## WRITTEN TASK:
Copy every one of the items below word for word, keeping each line unchanged and in its original order.

## SUPPLIED ENTRIES:
— start —

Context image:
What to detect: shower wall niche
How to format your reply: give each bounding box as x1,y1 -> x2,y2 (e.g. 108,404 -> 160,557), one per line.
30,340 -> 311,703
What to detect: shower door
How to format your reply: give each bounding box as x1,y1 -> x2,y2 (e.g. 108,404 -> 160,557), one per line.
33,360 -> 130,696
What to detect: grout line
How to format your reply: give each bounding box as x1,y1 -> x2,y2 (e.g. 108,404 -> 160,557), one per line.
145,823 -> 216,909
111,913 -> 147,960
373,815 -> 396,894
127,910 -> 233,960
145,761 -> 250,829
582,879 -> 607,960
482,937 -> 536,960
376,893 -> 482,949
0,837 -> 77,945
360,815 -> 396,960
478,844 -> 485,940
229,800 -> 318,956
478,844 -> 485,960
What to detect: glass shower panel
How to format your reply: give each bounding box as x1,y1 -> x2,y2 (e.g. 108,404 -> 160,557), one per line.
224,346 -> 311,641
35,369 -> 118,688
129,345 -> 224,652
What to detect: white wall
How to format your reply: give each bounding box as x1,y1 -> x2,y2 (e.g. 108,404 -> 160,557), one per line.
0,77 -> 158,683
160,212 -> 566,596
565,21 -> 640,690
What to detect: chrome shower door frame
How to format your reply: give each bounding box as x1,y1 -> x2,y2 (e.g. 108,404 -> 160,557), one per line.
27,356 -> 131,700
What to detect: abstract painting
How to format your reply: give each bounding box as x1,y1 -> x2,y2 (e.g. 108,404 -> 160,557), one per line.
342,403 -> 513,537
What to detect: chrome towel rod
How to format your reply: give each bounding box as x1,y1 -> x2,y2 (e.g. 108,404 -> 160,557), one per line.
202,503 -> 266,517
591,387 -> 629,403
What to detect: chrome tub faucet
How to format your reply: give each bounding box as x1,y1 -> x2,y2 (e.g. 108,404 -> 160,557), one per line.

— end —

## WRITTEN ANSWER:
Context image:
What to detect: shower wall niche
How to format your reply: give each bounding box as x1,y1 -> x2,y2 (e.g. 108,404 -> 160,557), one per line.
30,340 -> 311,703
What to detect: shower door
How to format your reply: give each bounding box as x1,y1 -> x2,y2 (e.g. 108,404 -> 160,557), one per line.
33,360 -> 130,696
What to detect: grout line
How to format your reply: give each bounding box as x1,y1 -> x2,y2 (e.g. 108,404 -> 160,557), one per line.
145,823 -> 216,909
111,913 -> 147,960
373,815 -> 396,894
127,910 -> 233,960
145,761 -> 250,829
582,879 -> 607,960
482,937 -> 536,960
376,893 -> 482,949
0,837 -> 77,945
360,815 -> 396,960
478,844 -> 485,940
229,800 -> 318,956
478,844 -> 485,960
What to detect: glass shower panel
How to format your reply: give each bounding box as x1,y1 -> x2,y2 (e.g. 108,404 -> 160,557), one per line.
224,346 -> 311,641
35,369 -> 118,688
129,345 -> 224,652
What to detect: white wall
How to format your reply: give each bounding box as x1,y1 -> x2,y2 (e.g. 108,404 -> 160,557), one per line.
0,77 -> 158,683
160,212 -> 566,596
565,21 -> 640,690
What to detect: chrome shower door frame
How to format your reply: give each bounding box as x1,y1 -> x2,y2 (e.g. 108,404 -> 160,557), one per line.
27,356 -> 131,700
What to detect: abstract painting
How to format your reply: give each bounding box as x1,y1 -> x2,y2 (e.g. 108,404 -> 160,557), one per line.
342,403 -> 513,537
What to detect: chrome towel rod
How to format your reply: give each bounding box as x1,y1 -> x2,y2 (e.g. 108,404 -> 160,557), one per line.
202,503 -> 266,517
591,387 -> 629,403
What to detect: chrome tub faucet
How to format your reply: give each bounding box as x1,y1 -> x2,y2 (e.g. 108,404 -> 160,557), one per line.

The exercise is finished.